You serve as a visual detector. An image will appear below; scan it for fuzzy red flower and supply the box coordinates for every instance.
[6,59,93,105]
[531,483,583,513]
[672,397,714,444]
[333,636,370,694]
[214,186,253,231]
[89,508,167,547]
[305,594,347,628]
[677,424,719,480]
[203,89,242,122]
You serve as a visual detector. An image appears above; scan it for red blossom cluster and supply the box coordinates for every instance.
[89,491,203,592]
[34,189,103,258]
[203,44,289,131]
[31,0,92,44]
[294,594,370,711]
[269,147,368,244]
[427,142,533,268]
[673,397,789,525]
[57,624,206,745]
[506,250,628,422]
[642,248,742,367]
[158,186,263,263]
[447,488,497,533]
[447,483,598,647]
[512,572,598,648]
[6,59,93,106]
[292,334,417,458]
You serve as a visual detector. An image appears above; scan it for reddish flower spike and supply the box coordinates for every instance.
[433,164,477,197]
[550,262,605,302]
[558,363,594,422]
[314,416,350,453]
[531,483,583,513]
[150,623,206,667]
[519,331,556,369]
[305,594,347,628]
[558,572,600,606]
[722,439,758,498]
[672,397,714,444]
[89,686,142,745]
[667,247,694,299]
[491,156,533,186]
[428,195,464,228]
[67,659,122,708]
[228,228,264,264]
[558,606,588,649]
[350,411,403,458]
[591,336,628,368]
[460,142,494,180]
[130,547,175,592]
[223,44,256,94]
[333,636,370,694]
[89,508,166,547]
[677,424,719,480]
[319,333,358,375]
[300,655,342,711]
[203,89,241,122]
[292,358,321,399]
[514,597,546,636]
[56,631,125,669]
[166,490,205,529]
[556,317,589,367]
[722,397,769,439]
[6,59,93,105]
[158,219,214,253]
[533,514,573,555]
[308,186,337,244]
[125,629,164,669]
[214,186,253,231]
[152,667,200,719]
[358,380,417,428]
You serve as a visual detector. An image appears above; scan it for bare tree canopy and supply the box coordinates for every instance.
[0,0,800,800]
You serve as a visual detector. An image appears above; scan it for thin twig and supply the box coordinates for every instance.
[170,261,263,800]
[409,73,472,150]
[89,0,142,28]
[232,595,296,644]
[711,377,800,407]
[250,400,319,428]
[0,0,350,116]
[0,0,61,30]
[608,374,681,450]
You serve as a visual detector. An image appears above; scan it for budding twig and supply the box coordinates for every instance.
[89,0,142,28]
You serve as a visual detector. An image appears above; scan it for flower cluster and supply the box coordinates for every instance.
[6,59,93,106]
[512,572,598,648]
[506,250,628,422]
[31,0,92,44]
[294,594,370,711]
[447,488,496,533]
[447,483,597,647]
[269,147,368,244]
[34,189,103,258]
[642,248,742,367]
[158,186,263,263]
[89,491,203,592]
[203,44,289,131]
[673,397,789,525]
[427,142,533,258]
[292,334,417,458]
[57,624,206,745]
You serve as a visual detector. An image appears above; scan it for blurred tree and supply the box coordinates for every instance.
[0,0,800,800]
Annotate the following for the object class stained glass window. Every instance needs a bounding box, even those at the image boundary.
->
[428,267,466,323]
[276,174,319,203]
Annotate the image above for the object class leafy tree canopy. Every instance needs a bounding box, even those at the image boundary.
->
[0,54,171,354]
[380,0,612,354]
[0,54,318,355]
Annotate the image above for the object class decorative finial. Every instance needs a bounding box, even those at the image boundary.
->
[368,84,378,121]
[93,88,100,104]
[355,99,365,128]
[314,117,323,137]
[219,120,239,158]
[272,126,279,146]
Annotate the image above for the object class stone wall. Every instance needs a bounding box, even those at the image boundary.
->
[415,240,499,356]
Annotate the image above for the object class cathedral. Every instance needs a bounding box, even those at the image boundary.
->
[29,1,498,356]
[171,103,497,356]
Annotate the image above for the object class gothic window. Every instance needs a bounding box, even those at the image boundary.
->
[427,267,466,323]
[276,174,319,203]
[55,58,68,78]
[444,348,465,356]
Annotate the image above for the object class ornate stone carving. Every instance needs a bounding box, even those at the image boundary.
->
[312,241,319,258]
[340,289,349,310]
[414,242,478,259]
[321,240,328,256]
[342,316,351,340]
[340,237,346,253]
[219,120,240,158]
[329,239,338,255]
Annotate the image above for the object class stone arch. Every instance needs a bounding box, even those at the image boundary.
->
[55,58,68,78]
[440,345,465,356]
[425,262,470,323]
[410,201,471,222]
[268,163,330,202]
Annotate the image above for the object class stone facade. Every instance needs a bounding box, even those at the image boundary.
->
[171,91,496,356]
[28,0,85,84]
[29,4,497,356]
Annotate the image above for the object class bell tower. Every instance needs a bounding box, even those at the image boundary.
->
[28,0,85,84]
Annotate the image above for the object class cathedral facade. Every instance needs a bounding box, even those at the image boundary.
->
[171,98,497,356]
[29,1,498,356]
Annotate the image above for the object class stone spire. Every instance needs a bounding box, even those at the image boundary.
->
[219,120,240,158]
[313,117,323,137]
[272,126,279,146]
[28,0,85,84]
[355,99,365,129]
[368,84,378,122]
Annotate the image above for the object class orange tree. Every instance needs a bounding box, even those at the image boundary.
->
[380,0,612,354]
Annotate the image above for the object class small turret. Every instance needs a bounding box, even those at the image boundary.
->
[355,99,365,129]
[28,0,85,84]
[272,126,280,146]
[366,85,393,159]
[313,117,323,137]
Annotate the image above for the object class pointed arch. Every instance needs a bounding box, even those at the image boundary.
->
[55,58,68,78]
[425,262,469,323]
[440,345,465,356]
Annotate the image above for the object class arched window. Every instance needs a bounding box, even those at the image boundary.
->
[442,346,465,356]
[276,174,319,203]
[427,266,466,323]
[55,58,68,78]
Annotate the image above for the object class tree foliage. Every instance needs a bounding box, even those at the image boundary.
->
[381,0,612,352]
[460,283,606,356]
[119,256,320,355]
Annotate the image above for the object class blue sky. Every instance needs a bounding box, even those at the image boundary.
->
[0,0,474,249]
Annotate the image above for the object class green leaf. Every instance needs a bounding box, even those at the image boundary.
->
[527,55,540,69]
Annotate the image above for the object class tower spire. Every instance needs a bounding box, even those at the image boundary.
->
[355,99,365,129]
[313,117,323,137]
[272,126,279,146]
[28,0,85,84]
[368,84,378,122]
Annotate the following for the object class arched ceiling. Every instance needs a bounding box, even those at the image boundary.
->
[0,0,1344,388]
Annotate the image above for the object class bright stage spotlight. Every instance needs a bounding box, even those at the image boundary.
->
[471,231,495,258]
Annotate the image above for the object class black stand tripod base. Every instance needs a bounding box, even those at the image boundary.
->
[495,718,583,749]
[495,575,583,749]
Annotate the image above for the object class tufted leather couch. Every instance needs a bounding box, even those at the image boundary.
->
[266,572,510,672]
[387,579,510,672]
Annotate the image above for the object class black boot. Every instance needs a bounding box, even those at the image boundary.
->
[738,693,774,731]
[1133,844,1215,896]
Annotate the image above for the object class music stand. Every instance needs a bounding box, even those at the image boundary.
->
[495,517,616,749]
-- -- --
→ **Given exercise**: Give the items in the part that opens with the line containing "Annotate the image above for the object class bell" and closes with the line containing "[527,55,540,69]", both lines included, as a two-column CSV with the columns item_text and answer. Write one row for each item, put each value in a single quoted field, and replace line breaks with spaces.

→ **Solution for this problem**:
item_text,answer
"Annotate the image above for the object class bell tower. Every instance needs a bounding box, even those at the image boundary. ->","[28,0,85,84]"
"Annotate the image above for the object class cathedral facade. Every instance needs a bounding box, even those at the image boundary. ->","[171,98,497,356] [29,1,498,356]"
"Annotate the image above for the object class stone spire. Every instance needs a bounding box, even those at the image boundary. ->","[219,120,240,158] [313,117,323,137] [272,126,279,146] [28,0,85,84] [355,99,365,129] [368,84,378,122]"
"Annotate the image above for the object class orange tree. Every instance needs a bounding box, even those at the image boundary. ->","[380,0,612,354]"
"Annotate the image above for the object class small turret. Every instance needs a bounding box, even those at the image boundary. ->","[355,99,365,129] [28,0,85,84] [272,126,280,146] [366,85,393,159] [313,117,323,137]"
"Annotate the image above for the object class pointed arch. Every instance needs a bounding box, even those at the image boundary. ->","[55,58,68,78] [425,262,469,323] [440,345,465,356]"
"Annotate the image above for the object class arched window. Every instance needs a bounding box, even those at the image boundary. ->","[442,346,465,356] [276,174,319,203] [427,266,466,323] [55,58,68,78]"
"Annotate the image above for the object class tree foliage. Every instance needs a bounding box, even those at the image boundary. ->","[381,0,612,352] [460,283,606,356] [119,256,320,355]"
"Annotate the image above for the object class blue sky. Every instance needs a bounding box, even those at the image boundary. ->","[0,0,474,249]"
"Annotate the image above for the object class green leaf. Every instance needs a bounding box, even those at the image boundary. ->","[527,55,540,69]"